## [TASK DATA]
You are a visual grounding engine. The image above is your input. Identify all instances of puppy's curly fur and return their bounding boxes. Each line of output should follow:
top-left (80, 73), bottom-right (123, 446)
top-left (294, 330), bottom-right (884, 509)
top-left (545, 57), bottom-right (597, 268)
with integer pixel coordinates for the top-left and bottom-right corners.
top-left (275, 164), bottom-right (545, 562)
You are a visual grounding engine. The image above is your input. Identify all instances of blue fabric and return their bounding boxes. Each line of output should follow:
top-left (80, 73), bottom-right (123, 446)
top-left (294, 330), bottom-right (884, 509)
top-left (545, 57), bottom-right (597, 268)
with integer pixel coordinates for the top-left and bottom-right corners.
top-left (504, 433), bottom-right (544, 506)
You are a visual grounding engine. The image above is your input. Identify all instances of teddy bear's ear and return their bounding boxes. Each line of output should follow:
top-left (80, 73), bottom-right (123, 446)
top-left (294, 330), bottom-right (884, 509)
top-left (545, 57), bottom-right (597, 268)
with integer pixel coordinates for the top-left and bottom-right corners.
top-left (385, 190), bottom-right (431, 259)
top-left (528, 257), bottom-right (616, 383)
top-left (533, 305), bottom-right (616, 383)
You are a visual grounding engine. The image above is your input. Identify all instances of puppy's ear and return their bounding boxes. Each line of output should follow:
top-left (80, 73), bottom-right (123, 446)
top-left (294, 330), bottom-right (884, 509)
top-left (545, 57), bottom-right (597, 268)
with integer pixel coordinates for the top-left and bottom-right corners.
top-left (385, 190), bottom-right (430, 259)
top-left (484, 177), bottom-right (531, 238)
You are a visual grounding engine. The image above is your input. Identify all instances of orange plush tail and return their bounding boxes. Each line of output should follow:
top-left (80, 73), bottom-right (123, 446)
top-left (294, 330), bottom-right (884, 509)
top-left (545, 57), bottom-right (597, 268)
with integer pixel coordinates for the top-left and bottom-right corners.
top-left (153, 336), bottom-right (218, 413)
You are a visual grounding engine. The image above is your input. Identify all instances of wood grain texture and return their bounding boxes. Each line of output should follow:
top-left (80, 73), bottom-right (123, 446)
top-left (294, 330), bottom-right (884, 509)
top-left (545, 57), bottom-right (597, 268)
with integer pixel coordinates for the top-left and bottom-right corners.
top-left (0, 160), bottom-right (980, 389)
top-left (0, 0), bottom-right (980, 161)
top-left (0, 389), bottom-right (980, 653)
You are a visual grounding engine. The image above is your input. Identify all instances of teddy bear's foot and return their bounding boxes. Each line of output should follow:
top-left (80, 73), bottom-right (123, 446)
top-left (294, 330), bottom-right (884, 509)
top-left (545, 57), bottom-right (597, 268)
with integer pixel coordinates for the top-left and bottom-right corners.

## [WRITTEN INSTRUCTION]
Rewrite all the items above, putting "enclosing rectangles" wherever "bounding boxes" appears and changing nothing else.

## [SOLUTION TO THIS TASK]
You are a visual grounding engine. The image above is your input. Identify all instances of puppy's curly fur and return their enclosing rectangles. Each line of output should follow:
top-left (80, 73), bottom-right (123, 446)
top-left (294, 330), bottom-right (884, 509)
top-left (545, 57), bottom-right (597, 268)
with integer pixel coordinates for the top-left and bottom-right corners.
top-left (275, 164), bottom-right (545, 562)
You are a visual grounding engine. The image above is your input. Identify all instances of blue fabric and return their enclosing rectangles. Each line of output should follow:
top-left (80, 73), bottom-right (123, 446)
top-left (294, 330), bottom-right (884, 509)
top-left (545, 57), bottom-right (597, 268)
with integer pixel coordinates for the top-left and bottom-right corners.
top-left (504, 433), bottom-right (544, 506)
You are a visual grounding engine. The image above is your input. Identify all instances of teddy bear's ear and return their enclosing rectangles. Each line of output should follow:
top-left (80, 73), bottom-right (123, 446)
top-left (294, 330), bottom-right (884, 509)
top-left (545, 57), bottom-right (597, 268)
with integer pixel coordinates for the top-left and bottom-right corners.
top-left (385, 190), bottom-right (431, 259)
top-left (528, 257), bottom-right (616, 383)
top-left (533, 305), bottom-right (616, 383)
You are a visual grounding engine. The image above is your input. Identify all instances of puppy's ear and return their enclosing rectangles. Each line of output should follow:
top-left (80, 73), bottom-right (123, 446)
top-left (294, 330), bottom-right (884, 509)
top-left (545, 57), bottom-right (597, 268)
with integer pixel coordinates for the top-left and bottom-right corners.
top-left (385, 190), bottom-right (430, 259)
top-left (484, 177), bottom-right (531, 238)
You are a visual grounding engine. The image above is your input. Identify all instances of orange plush tail and return their enclosing rectangles. Each line of output should follow:
top-left (80, 73), bottom-right (123, 446)
top-left (294, 330), bottom-right (884, 509)
top-left (545, 57), bottom-right (597, 268)
with integer pixel coordinates for the top-left and bottom-right corners.
top-left (153, 336), bottom-right (218, 413)
You are a visual grounding engine. The image above is your input. Identify all instances of wood grain texture and return their enclosing rectangles. Each line of output should follow:
top-left (80, 73), bottom-right (123, 446)
top-left (294, 330), bottom-right (884, 509)
top-left (545, 57), bottom-right (597, 268)
with integer pixel coordinates for the top-left and bottom-right corners.
top-left (0, 160), bottom-right (980, 389)
top-left (0, 0), bottom-right (980, 161)
top-left (0, 389), bottom-right (980, 653)
You are a visual grounding engine. The image above is your input. Identify all instances of teddy bear's foot and return their enclosing rectangles. Each line of output should follow:
top-left (80, 73), bottom-right (123, 446)
top-left (294, 330), bottom-right (884, 509)
top-left (545, 57), bottom-right (597, 268)
with integer pixel coordinates for the top-left and bottom-right corners.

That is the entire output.